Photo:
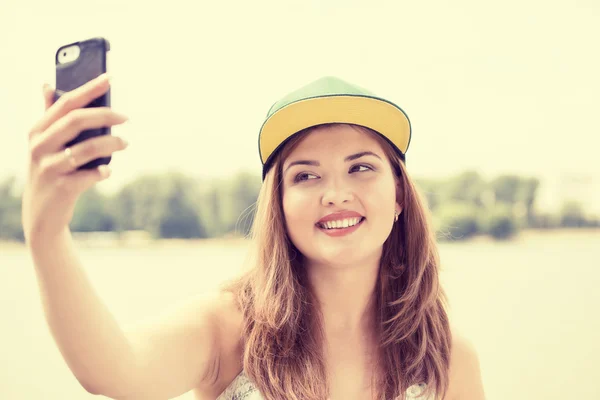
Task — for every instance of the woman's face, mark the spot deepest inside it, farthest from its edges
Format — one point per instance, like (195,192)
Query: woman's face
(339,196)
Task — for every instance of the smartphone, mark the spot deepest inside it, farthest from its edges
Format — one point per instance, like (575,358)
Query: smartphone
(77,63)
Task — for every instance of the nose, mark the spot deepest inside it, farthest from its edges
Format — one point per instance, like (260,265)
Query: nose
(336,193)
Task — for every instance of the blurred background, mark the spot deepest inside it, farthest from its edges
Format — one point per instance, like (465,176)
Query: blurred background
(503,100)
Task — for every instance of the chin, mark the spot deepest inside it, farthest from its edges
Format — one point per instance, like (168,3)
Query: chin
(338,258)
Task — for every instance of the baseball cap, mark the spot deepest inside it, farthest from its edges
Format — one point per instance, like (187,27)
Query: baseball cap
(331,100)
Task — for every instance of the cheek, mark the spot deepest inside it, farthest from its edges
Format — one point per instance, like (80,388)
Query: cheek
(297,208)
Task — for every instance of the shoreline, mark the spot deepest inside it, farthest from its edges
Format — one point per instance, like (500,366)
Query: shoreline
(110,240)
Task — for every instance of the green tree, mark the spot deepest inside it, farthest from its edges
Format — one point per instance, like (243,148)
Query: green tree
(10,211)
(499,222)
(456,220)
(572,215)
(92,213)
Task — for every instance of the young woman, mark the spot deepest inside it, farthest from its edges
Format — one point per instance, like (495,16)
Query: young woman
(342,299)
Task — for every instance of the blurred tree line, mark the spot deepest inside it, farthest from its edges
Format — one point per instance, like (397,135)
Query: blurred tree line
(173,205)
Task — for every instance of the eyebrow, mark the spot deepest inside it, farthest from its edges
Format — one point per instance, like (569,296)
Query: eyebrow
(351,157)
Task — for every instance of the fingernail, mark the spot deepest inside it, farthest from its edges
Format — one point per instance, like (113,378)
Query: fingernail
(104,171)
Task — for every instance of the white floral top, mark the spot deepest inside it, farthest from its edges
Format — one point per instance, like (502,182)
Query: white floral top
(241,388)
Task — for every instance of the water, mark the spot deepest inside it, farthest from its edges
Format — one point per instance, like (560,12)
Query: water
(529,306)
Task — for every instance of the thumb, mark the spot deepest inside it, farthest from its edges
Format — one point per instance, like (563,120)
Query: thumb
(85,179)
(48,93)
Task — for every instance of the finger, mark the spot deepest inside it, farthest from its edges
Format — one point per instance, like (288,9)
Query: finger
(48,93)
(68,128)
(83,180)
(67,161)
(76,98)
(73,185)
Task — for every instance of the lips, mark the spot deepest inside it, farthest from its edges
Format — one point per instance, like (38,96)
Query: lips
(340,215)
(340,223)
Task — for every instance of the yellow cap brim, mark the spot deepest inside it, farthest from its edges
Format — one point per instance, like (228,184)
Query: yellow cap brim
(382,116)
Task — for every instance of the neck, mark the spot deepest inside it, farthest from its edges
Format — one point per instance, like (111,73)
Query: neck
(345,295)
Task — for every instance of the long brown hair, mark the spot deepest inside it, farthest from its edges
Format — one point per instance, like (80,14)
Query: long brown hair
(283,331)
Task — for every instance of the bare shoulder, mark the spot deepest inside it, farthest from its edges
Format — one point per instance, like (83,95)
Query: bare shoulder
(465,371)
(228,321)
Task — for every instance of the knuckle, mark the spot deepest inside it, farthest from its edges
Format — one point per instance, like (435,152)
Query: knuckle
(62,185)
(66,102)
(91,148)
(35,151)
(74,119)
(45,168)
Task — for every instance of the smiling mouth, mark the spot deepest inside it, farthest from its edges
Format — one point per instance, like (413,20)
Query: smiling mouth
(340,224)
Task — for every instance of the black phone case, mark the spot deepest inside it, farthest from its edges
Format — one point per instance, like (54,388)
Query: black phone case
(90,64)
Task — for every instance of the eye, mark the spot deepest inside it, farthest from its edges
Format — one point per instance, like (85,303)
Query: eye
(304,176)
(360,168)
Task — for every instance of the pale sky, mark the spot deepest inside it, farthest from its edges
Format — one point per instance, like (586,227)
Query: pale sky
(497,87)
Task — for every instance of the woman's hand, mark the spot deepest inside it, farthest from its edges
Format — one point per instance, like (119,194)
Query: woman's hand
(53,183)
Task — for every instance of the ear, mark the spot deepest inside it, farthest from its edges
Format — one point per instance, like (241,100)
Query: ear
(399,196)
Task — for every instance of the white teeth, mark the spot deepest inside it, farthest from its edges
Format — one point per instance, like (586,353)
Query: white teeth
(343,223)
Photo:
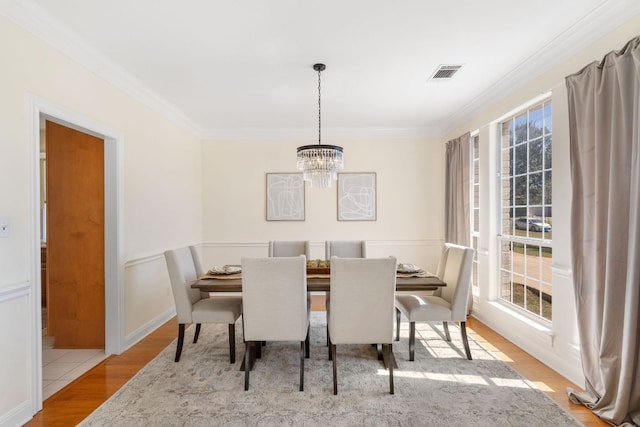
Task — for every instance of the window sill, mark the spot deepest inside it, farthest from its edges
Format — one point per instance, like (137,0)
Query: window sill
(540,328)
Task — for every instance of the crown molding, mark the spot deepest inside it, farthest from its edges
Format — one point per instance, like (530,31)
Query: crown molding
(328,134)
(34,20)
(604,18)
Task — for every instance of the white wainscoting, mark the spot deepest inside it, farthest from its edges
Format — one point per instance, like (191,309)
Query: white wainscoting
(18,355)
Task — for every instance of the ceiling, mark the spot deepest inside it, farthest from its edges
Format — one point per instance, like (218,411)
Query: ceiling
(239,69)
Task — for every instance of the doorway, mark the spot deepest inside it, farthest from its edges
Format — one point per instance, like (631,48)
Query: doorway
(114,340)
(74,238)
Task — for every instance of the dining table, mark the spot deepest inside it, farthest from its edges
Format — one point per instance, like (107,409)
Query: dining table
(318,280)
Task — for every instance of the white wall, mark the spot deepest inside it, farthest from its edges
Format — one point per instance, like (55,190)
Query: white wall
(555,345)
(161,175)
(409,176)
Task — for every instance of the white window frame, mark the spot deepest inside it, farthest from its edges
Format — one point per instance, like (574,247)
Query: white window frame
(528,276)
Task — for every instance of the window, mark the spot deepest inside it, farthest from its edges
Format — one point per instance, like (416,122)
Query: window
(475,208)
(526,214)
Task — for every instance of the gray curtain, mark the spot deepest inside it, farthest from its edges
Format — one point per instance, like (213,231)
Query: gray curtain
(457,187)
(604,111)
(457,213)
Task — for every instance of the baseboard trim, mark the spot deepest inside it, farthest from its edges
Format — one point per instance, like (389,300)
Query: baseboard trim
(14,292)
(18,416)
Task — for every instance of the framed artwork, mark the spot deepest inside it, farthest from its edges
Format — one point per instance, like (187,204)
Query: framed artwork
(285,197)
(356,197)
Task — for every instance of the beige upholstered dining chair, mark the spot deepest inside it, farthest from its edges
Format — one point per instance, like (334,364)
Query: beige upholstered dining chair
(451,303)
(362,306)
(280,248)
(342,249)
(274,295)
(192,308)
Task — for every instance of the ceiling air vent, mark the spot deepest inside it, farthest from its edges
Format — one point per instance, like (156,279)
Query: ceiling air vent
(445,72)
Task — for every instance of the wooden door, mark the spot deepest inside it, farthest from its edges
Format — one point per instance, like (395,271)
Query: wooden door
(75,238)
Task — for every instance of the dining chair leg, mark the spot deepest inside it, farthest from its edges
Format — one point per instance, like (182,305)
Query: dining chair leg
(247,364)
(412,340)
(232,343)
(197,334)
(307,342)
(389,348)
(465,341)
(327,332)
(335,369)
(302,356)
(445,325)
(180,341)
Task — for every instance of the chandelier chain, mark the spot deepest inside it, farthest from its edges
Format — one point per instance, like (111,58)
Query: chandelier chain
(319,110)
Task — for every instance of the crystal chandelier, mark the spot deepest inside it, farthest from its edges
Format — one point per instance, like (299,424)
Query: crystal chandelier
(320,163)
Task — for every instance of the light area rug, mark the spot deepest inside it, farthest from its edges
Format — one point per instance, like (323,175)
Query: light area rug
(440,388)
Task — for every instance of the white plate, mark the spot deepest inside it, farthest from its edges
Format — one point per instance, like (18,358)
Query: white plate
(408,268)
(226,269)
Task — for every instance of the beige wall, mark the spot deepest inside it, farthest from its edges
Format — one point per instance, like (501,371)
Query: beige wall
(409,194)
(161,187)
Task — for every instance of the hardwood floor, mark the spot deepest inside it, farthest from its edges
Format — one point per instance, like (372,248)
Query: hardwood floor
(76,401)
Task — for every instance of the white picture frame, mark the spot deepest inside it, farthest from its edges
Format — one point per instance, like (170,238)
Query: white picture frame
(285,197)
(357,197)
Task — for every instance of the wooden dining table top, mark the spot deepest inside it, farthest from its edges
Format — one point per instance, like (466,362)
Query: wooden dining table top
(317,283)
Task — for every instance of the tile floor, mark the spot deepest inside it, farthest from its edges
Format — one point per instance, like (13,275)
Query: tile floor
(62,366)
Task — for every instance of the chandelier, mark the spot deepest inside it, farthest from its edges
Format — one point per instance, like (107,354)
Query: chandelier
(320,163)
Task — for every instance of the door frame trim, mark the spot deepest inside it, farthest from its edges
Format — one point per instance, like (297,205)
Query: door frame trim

What the task asks — Output exactly one stretch of the listing: from the line containing "Task — for every instance of the knuckle, mark" through the line containing "Format — one point per instance, like (85,303)", both end lines included.

Output below —
Task — for every instance of the knuckle, mark the spot deepest inside it, farthest from its edges
Format — one point per instance, like (435,152)
Query: knuckle
(62,185)
(66,102)
(91,148)
(35,151)
(74,119)
(45,168)
Task — for every instance of the smiling mouth, mark the spot deepest inside it, farthest from its edges
Format — one point per instance, like (413,20)
Query: smiling mouth
(340,224)
Task — for every instance of the black phone case, mark the spot deepest inside it, farthest from its edges
Format — one point per instance, like (54,388)
Query: black phone case
(90,64)
Task — for every instance of the eye, mark the spot deepest inside it, farthest from its edges
Format — one point per instance, like (85,303)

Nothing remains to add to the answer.